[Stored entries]
--- Start ---

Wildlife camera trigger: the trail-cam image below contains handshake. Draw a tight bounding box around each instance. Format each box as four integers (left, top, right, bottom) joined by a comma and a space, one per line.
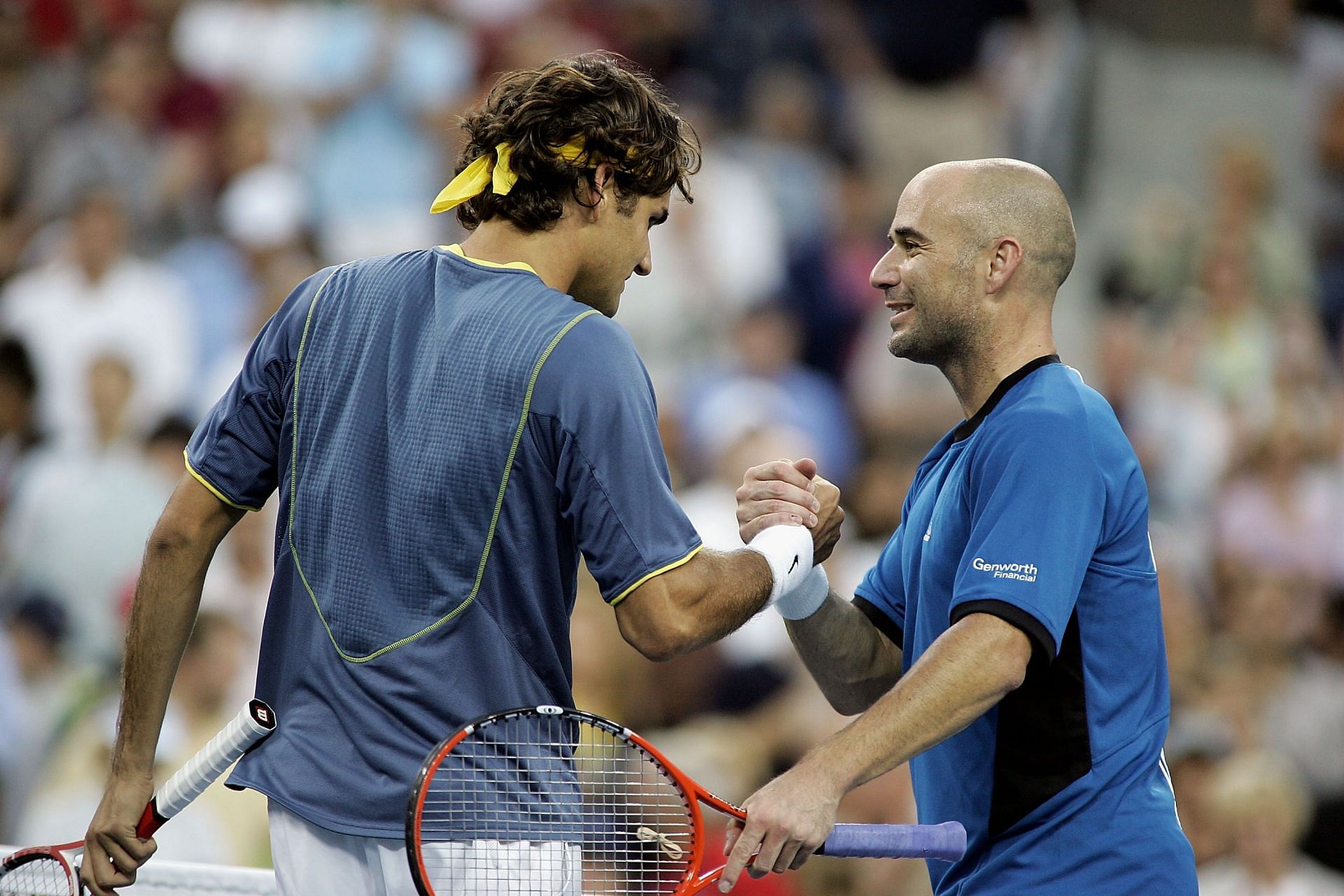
736, 458, 844, 620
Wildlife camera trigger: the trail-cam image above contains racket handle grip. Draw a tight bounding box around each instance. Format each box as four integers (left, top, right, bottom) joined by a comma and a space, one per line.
150, 700, 276, 837
817, 821, 966, 862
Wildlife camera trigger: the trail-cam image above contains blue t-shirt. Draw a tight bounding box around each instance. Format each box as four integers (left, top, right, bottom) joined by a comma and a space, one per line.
187, 247, 700, 837
855, 356, 1198, 896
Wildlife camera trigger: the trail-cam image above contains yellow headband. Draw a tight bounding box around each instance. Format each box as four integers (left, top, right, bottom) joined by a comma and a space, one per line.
428, 137, 620, 215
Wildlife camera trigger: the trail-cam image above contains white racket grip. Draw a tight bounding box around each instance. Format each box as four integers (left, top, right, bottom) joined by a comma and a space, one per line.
155, 700, 276, 823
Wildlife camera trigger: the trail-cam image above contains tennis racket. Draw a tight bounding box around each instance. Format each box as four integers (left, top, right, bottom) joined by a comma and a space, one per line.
406, 706, 966, 896
0, 700, 276, 896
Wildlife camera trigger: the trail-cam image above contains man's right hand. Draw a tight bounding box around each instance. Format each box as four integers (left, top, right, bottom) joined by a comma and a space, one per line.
79, 775, 159, 896
736, 458, 844, 563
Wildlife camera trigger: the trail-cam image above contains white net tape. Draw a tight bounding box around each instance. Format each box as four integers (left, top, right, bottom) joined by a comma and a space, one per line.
0, 845, 278, 896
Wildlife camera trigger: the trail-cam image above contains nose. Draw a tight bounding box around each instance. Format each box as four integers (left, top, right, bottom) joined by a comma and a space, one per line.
868, 248, 900, 290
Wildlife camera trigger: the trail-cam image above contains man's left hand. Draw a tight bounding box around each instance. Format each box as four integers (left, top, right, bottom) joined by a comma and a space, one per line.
719, 763, 843, 893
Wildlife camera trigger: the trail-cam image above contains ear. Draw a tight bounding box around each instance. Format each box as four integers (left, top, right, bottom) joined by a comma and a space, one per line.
985, 237, 1021, 295
589, 162, 615, 218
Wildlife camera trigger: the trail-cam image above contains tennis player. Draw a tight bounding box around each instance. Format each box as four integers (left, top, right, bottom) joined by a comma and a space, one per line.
83, 54, 843, 896
720, 160, 1196, 896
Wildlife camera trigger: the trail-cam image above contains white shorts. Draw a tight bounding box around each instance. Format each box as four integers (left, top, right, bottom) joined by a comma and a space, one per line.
267, 801, 583, 896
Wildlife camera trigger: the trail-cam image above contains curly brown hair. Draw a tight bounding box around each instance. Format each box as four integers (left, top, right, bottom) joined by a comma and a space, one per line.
457, 52, 700, 232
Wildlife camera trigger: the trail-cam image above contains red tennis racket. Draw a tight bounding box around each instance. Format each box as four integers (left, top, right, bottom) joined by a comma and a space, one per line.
406, 706, 966, 896
0, 700, 276, 896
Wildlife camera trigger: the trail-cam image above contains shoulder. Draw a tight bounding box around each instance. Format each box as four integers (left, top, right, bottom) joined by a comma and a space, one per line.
535, 312, 644, 377
532, 309, 654, 416
318, 248, 434, 285
980, 364, 1128, 450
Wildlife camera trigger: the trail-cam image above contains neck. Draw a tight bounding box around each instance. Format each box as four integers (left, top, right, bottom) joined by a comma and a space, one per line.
939, 321, 1056, 419
462, 218, 580, 293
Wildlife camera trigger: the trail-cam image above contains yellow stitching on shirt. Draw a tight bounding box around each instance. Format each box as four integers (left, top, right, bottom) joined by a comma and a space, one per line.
289, 298, 598, 662
181, 449, 260, 513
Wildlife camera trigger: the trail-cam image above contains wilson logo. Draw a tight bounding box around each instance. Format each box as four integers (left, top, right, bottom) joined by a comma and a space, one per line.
970, 557, 1040, 582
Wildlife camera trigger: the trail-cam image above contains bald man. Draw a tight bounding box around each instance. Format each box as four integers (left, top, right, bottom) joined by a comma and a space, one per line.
720, 158, 1198, 896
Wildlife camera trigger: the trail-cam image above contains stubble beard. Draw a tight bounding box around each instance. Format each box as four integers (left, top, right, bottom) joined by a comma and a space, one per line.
887, 300, 977, 370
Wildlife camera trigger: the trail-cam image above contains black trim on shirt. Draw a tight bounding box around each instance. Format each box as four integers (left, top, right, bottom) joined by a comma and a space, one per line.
850, 596, 906, 648
948, 598, 1055, 666
989, 610, 1093, 837
951, 355, 1059, 442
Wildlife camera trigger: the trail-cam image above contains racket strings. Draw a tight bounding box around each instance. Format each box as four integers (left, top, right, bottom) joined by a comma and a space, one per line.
416, 715, 696, 896
0, 855, 76, 896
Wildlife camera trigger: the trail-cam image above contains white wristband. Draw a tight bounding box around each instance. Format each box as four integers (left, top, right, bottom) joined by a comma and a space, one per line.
748, 525, 812, 606
774, 567, 831, 620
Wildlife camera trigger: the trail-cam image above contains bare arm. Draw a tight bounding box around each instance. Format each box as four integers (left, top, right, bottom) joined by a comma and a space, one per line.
719, 612, 1031, 892
785, 591, 900, 716
736, 458, 900, 716
80, 474, 244, 896
615, 550, 774, 661
615, 468, 844, 659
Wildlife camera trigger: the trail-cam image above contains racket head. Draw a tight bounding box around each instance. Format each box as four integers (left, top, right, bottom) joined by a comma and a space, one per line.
406, 705, 741, 896
0, 839, 83, 896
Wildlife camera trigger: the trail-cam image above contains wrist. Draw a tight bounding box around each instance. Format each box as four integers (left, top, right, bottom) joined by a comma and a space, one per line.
774, 566, 831, 621
748, 525, 812, 606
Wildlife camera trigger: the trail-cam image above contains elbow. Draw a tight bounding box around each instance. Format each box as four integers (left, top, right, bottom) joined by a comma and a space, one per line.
825, 690, 876, 716
617, 614, 700, 662
622, 626, 700, 662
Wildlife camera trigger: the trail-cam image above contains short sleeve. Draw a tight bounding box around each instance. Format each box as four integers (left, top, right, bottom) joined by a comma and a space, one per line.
949, 410, 1106, 659
853, 524, 906, 648
531, 314, 700, 606
186, 267, 336, 510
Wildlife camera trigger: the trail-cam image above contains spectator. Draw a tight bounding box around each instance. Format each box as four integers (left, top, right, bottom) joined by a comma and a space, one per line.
27, 35, 206, 247
0, 337, 42, 514
1199, 752, 1344, 896
0, 191, 196, 443
4, 356, 175, 662
308, 0, 476, 262
681, 304, 855, 491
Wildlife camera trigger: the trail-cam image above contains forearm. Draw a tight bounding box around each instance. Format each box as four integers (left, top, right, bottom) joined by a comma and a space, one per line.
617, 548, 774, 659
799, 614, 1031, 792
111, 481, 237, 775
785, 591, 900, 716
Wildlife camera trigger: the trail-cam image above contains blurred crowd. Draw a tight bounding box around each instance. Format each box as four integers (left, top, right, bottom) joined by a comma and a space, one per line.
0, 0, 1344, 896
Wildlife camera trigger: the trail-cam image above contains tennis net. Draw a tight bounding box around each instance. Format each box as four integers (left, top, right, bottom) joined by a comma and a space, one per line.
0, 845, 277, 896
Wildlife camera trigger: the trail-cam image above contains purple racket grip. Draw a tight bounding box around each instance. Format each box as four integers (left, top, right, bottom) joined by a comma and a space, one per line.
817, 821, 966, 862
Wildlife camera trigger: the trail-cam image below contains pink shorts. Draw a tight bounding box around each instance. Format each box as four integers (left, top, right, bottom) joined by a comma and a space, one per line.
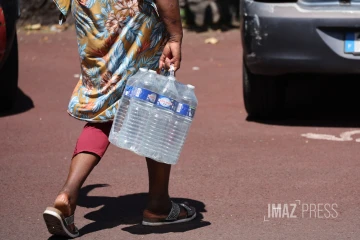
73, 122, 112, 158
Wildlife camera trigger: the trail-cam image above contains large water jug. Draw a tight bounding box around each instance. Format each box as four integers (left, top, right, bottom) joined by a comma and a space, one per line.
170, 84, 198, 161
142, 76, 179, 163
109, 68, 148, 145
118, 70, 159, 155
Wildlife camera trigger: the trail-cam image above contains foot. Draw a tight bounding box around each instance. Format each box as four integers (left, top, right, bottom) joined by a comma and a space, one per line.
54, 192, 75, 231
143, 200, 196, 222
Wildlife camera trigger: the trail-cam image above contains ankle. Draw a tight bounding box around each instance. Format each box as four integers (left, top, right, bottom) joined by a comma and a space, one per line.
146, 196, 171, 214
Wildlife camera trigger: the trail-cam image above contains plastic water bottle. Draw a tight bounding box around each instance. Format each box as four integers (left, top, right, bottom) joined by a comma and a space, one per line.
170, 84, 198, 161
109, 68, 148, 145
142, 76, 179, 164
118, 70, 158, 152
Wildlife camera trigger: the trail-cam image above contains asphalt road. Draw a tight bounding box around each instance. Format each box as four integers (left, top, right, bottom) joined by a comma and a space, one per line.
0, 30, 360, 240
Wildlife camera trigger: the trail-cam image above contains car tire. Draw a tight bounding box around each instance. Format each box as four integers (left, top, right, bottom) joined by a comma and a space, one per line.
0, 33, 19, 111
243, 64, 286, 118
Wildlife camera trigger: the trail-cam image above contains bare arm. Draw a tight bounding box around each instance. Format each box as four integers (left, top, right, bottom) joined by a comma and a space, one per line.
156, 0, 183, 70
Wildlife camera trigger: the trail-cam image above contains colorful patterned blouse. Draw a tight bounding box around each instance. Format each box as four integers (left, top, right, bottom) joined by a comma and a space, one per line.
54, 0, 166, 122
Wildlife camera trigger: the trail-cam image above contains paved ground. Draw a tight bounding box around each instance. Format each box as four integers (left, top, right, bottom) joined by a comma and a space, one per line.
0, 27, 360, 240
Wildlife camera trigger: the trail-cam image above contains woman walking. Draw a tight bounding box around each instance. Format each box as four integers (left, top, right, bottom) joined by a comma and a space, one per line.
44, 0, 196, 238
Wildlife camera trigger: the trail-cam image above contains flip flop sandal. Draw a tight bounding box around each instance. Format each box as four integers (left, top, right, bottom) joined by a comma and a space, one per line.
142, 202, 196, 226
43, 207, 79, 238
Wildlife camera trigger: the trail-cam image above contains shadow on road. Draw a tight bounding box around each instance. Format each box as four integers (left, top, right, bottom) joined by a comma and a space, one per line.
78, 184, 211, 236
247, 75, 360, 128
0, 88, 34, 117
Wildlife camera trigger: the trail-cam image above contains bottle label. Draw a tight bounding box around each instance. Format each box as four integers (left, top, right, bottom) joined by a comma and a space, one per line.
125, 85, 133, 97
156, 95, 176, 111
175, 103, 196, 118
131, 88, 158, 103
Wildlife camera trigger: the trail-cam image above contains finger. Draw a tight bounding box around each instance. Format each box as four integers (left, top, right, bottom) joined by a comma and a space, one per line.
165, 58, 171, 70
170, 58, 180, 72
159, 54, 165, 70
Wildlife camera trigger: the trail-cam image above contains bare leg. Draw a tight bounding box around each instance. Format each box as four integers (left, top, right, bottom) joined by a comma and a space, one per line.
54, 153, 100, 216
146, 158, 171, 214
144, 158, 187, 218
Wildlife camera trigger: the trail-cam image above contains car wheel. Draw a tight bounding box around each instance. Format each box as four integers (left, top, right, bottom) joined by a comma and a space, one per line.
243, 64, 286, 118
0, 33, 19, 111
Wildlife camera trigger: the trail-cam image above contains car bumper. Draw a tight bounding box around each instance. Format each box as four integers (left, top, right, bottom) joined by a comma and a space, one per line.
241, 0, 360, 75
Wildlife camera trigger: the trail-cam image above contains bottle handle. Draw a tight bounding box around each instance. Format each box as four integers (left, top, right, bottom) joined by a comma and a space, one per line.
169, 64, 175, 77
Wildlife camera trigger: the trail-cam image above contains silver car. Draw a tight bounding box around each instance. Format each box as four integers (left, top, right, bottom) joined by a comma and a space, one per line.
240, 0, 360, 117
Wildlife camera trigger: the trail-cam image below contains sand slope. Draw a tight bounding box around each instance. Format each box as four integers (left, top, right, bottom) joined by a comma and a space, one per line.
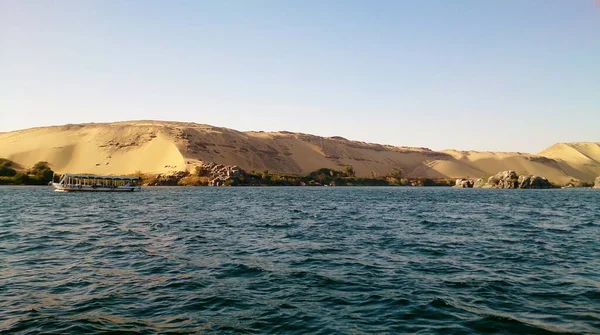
0, 121, 600, 183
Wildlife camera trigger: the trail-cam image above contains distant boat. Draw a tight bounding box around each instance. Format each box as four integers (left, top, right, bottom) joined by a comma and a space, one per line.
52, 173, 141, 192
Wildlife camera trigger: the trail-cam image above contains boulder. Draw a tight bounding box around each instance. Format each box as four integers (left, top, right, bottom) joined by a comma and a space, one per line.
476, 170, 554, 189
454, 178, 474, 188
146, 171, 189, 186
518, 176, 553, 189
484, 170, 519, 188
473, 178, 485, 188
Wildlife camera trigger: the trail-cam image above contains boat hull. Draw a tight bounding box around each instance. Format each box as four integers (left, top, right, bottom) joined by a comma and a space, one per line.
52, 183, 141, 193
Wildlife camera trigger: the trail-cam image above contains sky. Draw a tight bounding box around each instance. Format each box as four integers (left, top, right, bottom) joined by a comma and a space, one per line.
0, 0, 600, 152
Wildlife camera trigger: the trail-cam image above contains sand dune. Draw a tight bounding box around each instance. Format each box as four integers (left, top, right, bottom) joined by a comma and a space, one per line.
0, 121, 600, 183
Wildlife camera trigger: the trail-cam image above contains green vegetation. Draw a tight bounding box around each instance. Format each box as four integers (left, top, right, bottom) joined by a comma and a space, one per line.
0, 158, 54, 185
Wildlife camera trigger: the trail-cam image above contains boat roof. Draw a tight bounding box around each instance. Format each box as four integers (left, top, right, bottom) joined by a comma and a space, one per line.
64, 173, 140, 180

--- End ---

§ Problem to work on
Turn the stretch of rows that opens with the line containing "above contains curly" and closes with the line containing "462, 218, 580, 293" into a two-column CSV headed instruction and boxes. Give one CSV line per instruction, with the instruction and its boxes each in a single quoted field and line breaks replaced by spaces.

§ Full output
instruction,boxes
"Wildlife camera trigger: the trail-cam image above contains curly brown hair. Draw a tight bounding box around each instance. Format each box as four integers (left, top, right, bottom) joined by a comma and a space, one per line.","457, 52, 700, 232"
"Wildlife camera trigger: the trail-cam image above contains red tennis racket. Draw a tight bounding box around each instance. Format each box as four integers (left, top, right, bottom) joined by a comma and a space, one per line.","406, 706, 966, 896 0, 700, 276, 896"
"Wildlife camera trigger: the trail-cam image above contains shoulder. Draw a tight bounding box around each instance. Format each box as four integers (left, top, right, bottom) joined by a comma and a space, one per line.","535, 312, 644, 377 532, 309, 654, 416 318, 248, 434, 285 980, 364, 1128, 450"
"Wildlife camera trigger: the trail-cam image above contains neck. Draw a tight bounding box around each instance. Format each box as four integers (left, top, right, bottom) joined by a comma and a space, one per line.","939, 321, 1056, 419 462, 218, 580, 293"